SELECTED TEXT
The hidden taboo: Truth of violence against men
Mention domestic violence and chances are you’ll conjure up the image of a raging drunken man towering over a cowering and crying woman, the victim of a vicious violent assault.
Many women do live in such unhappy and turbulent relationships but, sadly, many thousands of men across the UK are also subject to domestic abuse - at the hands of women.
The subject is largely taboo – men are expected to be able to deal with such issues, a problem that is easily swept under the carpet.
But South Yorkshire was the focus for a nationwide conference for male survivors of domestic abuse – a chance to put the topic firmly in the spotlight and give those involved a chance to speak out, tell their harrowing stories and discover they are not alone when it comes to dealing with violent and abusive female partners.
One in five domestic violence victims in this region are men - and it is a figure that is increasing.
Doncaster Rovers’ Keepmoat Stadium played host to the event, staged by the ManKind Initiative, a nationwide charity set up to help male victims of domestic abuse.
And there was a very good reason Yorkshire was chosen as the setting for the conference, attended by more than 130 delegates.
Between 2012 and June 2014, 18,217 men reported to the three Yorkshire police forces stating they were victims of domestic abuse.
The figure rises to 24,025 if Humberside Police is included.
In South Yorkshire alone, between 2012 and August 2015, 19,459 men had reported male domestic abuse to police.
But the charity believes the real figures are likely to be higher due to the high level of under-reporting by men. In the UK, more than 500,000 men suffer from partner abuse every year, the charity estimates.
Ian McNicholl, who chaired the conference, understands the problem better than most.
The 52-year-old, from East Yorkshire, suffered at the hands of a former partner for 18 months, suffering a string of horrific injuries which he says, almost claimed his life.
He said: “Far too many men feel they’re to blame, they’re weak and they’re alone often because they do not think there is support for them. We aim to change that so no man suffers in silence and realise they can escape and rebuild their lives.”
Ian now uses his own experiences to highlight to others the problems living with an abusive woman can bring.
His ex-girlfriend is serving a seven year prison sentence for GBH and assault, the culmination of months of physical and mental abuse.

CHALLENGE 1
In the article on violence against men, write out the passage that opens with the words containing "And there was" and closes with "better than most.", substituting "summit" for "conference".
CHALLENGE 2
Answer these questions from the article on violence against men:
(a) How many delegates attended the conference?
(b) For how long did Ian McNicholl suffer at the hands of a former partner?
(c) What sentence is his ex-girlfriend serving?

Records excerpted from a collection

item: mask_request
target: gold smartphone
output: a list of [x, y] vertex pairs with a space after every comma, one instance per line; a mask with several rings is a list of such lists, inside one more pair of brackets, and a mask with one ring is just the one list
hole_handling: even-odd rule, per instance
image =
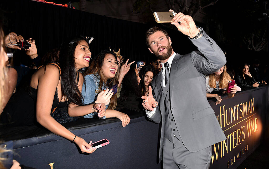
[[158, 23], [169, 23], [176, 15], [175, 12], [155, 12], [153, 15]]

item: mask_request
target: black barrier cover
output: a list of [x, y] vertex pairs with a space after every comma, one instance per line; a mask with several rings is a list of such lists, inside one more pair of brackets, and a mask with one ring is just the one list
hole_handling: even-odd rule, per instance
[[[238, 92], [217, 105], [209, 101], [227, 138], [212, 146], [211, 168], [235, 168], [259, 145], [268, 117], [268, 91], [266, 86]], [[68, 128], [87, 142], [110, 141], [92, 154], [80, 153], [75, 144], [51, 133], [14, 141], [19, 155], [14, 159], [37, 168], [160, 168], [159, 125], [144, 117], [131, 118], [124, 128], [117, 119]]]
[[109, 141], [91, 154], [80, 153], [75, 144], [51, 134], [14, 141], [19, 155], [14, 158], [36, 168], [161, 168], [157, 163], [159, 125], [144, 117], [132, 119], [125, 127], [121, 124], [72, 130], [86, 142]]
[[210, 103], [227, 139], [212, 146], [210, 168], [236, 168], [260, 144], [268, 107], [268, 86]]

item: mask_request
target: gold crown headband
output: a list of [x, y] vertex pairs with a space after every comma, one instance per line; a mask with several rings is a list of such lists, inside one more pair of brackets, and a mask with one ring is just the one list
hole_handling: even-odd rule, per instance
[[[122, 62], [122, 61], [123, 60], [123, 58], [121, 56], [121, 55], [119, 54], [119, 51], [121, 50], [121, 48], [120, 48], [119, 49], [119, 51], [118, 51], [118, 52], [116, 52], [115, 51], [113, 50], [113, 52], [116, 54], [117, 55], [117, 57], [119, 58], [119, 59], [121, 63]], [[109, 47], [109, 50], [111, 51], [111, 49], [110, 48], [110, 47]]]

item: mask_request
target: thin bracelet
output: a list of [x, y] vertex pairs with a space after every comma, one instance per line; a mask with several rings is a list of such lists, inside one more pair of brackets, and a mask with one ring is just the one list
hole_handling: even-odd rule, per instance
[[74, 140], [75, 140], [75, 139], [76, 138], [76, 137], [77, 136], [77, 135], [75, 135], [75, 138], [74, 138], [74, 140], [73, 140], [73, 141], [71, 142], [71, 143], [73, 143], [74, 142]]

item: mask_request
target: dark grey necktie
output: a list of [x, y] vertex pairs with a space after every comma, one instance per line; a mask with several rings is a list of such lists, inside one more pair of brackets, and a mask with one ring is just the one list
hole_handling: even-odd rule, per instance
[[165, 85], [168, 80], [168, 77], [169, 77], [169, 63], [166, 62], [164, 65], [164, 70], [165, 71]]

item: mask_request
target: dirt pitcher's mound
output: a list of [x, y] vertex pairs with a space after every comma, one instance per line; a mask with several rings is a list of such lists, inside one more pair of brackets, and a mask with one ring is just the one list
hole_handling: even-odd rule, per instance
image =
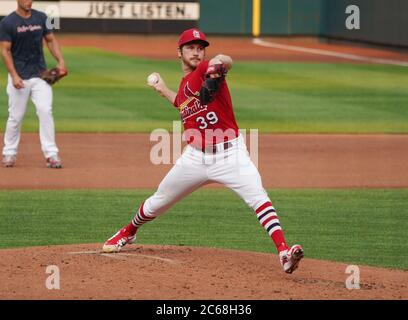
[[[143, 245], [103, 254], [100, 248], [90, 244], [0, 250], [0, 298], [408, 298], [405, 271], [360, 266], [360, 289], [349, 290], [345, 282], [350, 275], [341, 263], [304, 259], [288, 275], [274, 254]], [[48, 289], [58, 286], [58, 275], [59, 289]]]

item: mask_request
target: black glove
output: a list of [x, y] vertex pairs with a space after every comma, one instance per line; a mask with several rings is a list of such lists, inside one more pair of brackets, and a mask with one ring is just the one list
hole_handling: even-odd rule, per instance
[[200, 89], [200, 102], [202, 105], [209, 104], [214, 101], [215, 95], [220, 88], [223, 78], [206, 79]]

CORRECT RESPONSE 1
And there was a very good reason Yorkshire was chosen as the setting for the summit, attended by more than 130 delegates.
Between 2012 and June 2014, 18,217 men reported to the three Yorkshire police forces stating they were victims of domestic abuse.
The figure rises to 24,025 if Humberside Police is included.
In South Yorkshire alone, between 2012 and August 2015, 19,459 men had reported male domestic abuse to police.
But the charity believes the real figures are likely to be higher due to the high level of under-reporting by men. In the UK, more than 500,000 men suffer from partner abuse every year, the charity estimates.
Ian McNicholl, who chaired the summit, understands the problem better than most.

CORRECT RESPONSE 2
(a) More than 130.
(b) 18 months.
(c) A seven-year prison sentence for GBH and assault.